Saved entries
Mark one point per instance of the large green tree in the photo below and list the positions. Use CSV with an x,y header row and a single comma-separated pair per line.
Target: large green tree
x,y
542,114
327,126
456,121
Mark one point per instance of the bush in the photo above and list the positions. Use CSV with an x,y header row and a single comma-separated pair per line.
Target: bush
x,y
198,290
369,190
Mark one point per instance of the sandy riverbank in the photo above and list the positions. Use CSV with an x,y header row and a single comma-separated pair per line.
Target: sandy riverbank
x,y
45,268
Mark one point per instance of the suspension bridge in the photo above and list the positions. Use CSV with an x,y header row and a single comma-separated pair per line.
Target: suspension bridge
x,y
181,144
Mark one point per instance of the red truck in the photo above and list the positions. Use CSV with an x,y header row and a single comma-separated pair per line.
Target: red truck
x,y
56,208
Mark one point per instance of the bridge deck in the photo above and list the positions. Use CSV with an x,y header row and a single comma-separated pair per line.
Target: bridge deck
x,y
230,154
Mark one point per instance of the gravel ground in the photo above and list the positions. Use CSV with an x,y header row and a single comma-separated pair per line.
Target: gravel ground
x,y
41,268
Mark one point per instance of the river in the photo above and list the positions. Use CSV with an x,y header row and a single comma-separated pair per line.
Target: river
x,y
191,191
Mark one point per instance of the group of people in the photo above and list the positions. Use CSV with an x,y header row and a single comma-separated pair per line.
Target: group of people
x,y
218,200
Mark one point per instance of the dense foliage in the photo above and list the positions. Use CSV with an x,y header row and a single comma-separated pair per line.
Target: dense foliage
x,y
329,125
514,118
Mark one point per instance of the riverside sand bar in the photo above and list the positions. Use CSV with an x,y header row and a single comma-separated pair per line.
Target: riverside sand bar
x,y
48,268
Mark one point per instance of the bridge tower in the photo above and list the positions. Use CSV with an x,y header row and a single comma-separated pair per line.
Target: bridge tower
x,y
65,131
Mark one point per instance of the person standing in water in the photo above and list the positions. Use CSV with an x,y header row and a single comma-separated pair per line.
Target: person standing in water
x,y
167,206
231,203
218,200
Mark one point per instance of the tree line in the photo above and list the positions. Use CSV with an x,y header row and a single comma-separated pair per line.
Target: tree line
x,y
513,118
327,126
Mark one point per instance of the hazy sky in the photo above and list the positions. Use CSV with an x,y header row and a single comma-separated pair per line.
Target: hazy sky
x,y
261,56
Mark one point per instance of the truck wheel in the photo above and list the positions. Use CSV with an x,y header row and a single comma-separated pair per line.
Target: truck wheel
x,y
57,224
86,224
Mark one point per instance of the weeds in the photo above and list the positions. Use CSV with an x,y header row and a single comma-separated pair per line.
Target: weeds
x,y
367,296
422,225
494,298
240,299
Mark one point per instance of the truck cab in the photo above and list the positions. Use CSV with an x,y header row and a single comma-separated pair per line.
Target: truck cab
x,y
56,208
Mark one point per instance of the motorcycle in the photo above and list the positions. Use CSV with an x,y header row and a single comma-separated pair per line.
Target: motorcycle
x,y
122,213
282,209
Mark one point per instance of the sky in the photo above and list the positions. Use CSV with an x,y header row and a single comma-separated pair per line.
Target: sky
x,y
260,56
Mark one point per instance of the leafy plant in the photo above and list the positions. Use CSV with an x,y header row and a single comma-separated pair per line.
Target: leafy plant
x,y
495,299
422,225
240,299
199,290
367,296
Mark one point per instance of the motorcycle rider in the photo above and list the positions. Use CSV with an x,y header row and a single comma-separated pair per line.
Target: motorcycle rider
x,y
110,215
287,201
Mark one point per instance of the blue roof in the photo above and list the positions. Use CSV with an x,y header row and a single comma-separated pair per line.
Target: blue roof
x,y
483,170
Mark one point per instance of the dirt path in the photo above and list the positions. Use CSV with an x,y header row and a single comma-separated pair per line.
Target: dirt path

• **Assigned task**: Reproduce, exactly, all the lines shown above.

• **Written solution**:
Mark one point per instance of the large green tree in the photo below and list the positions. Use CSV with an x,y header row and a single comma-separated pair per line.
Target: large green tree
x,y
542,114
327,126
456,121
Mark one point per instance of the bush in the photo above and list the positions. Use CSV with an x,y header row and a single comma-separated pair per line.
Target: bush
x,y
198,290
369,190
Mark one point per instance of the sandy riverbank in the photo above and list the positions. Use CSV with an x,y header row and a single comma-separated pair per line.
Target: sandy riverbank
x,y
45,268
Mark one point per instance of the suspension bridge in the photo above and list the positions. Use CSV with an x,y header row and a single comma-separated pair per line.
Target: suspension bridge
x,y
181,144
Mark one point per instance of the red truck in the photo above and list the positions. Use CSV with an x,y header row and a single comma-separated pair per line.
Target: red truck
x,y
56,208
Mark one point per instance of the bridge deck in the photo above and list the positions. Use CSV with an x,y header row and a single comma-separated pair per line.
Target: bridge deck
x,y
230,154
Mark one point per instance of the gravel ground in the photo above and list the positions. Use CSV with an x,y header row and a single comma-separated pair per line.
Target: gravel ground
x,y
41,268
Mark one point per instance of the river in the photo above and list the positions. Use CSV with an x,y header row and a single comma-separated pair per line.
Target: river
x,y
191,191
Mark one point per instance of the group of people in the photo above and list the positions. Use CSV with an x,y header row and a single comma-separated pair per line.
Target: group of people
x,y
218,200
Mark one point per instance of the dense foliage in the photo above and list the positions. Use CSV with an x,y header row and a single comma-separated pair per line.
Target: dense foliage
x,y
329,125
514,118
Mark one point per instance of the riverside sand bar in the photo above and list the positions. Use CSV with an x,y header row and a single comma-separated pair per line.
Target: riverside sand bar
x,y
48,268
Mark one point per instance of the bridge tower in the photo above and list the positions. Use CSV with an x,y header row and a single comma-separated pair per line.
Target: bridge tower
x,y
65,131
Mark one point per instance of the person standing in water in the photo above and list the positions. Use CSV with an x,y header row and a single comma-separated pair per line.
Target: person standing in water
x,y
167,206
231,203
218,200
Mark one point per instance of the tree line in the photo above and list the positions. Use CSV with an x,y header row and a single comma-separated pair per line.
Target: tree line
x,y
513,118
327,126
Mark one point per instance of the hazy sky in the photo above and list the positions. Use CSV with an x,y header row and a single comma-separated pair per line.
Target: hazy sky
x,y
261,56
Mark one point per instance of the truck wheel in the photo above and list the positions. Use CSV with an x,y header row and a single comma-separated pair per line.
Target: truck wheel
x,y
57,224
86,224
Mark one point per instance of the weeds in the photo above and list the positions. Use CSV with an x,y header row and a single comma-separated pair per line.
Target: weeds
x,y
367,296
422,225
494,298
240,299
Mark one point per instance of the truck cab in the photo above and list the positions. Use CSV with an x,y header row and a single comma-separated pair per line.
Target: truck cab
x,y
56,208
Mark one point per instance of the motorcycle in the photo above and list the positions. Use CSV with an x,y header row and a single comma-separated pair per line.
Target: motorcycle
x,y
122,213
282,209
Mark one point per instance of the sky in the photo above and list the positions. Use CSV with an x,y header row and a single comma-separated pair per line.
Target: sky
x,y
260,56
Mark one point per instance of the leafy plant in the photo above and list the positions. Use CSV with an x,y header row and a single comma-separated pair per line.
Target: leafy plant
x,y
495,299
422,225
240,299
199,290
367,296
Mark one point per instance of the motorcycle rider in the photo above and list the positions. Use CSV with an x,y header row and a single comma-separated pair per line.
Target: motorcycle rider
x,y
110,215
287,201
Mark one point per instance of the blue roof in the photo above and list the positions. Use CSV with an x,y header row and a single comma-separated pair per line.
Target: blue roof
x,y
483,170
Mark one point per instance of the dirt path in the photo above and list the positions. Use CSV with an x,y header row and a single comma-separated pair per line.
Target: dirt path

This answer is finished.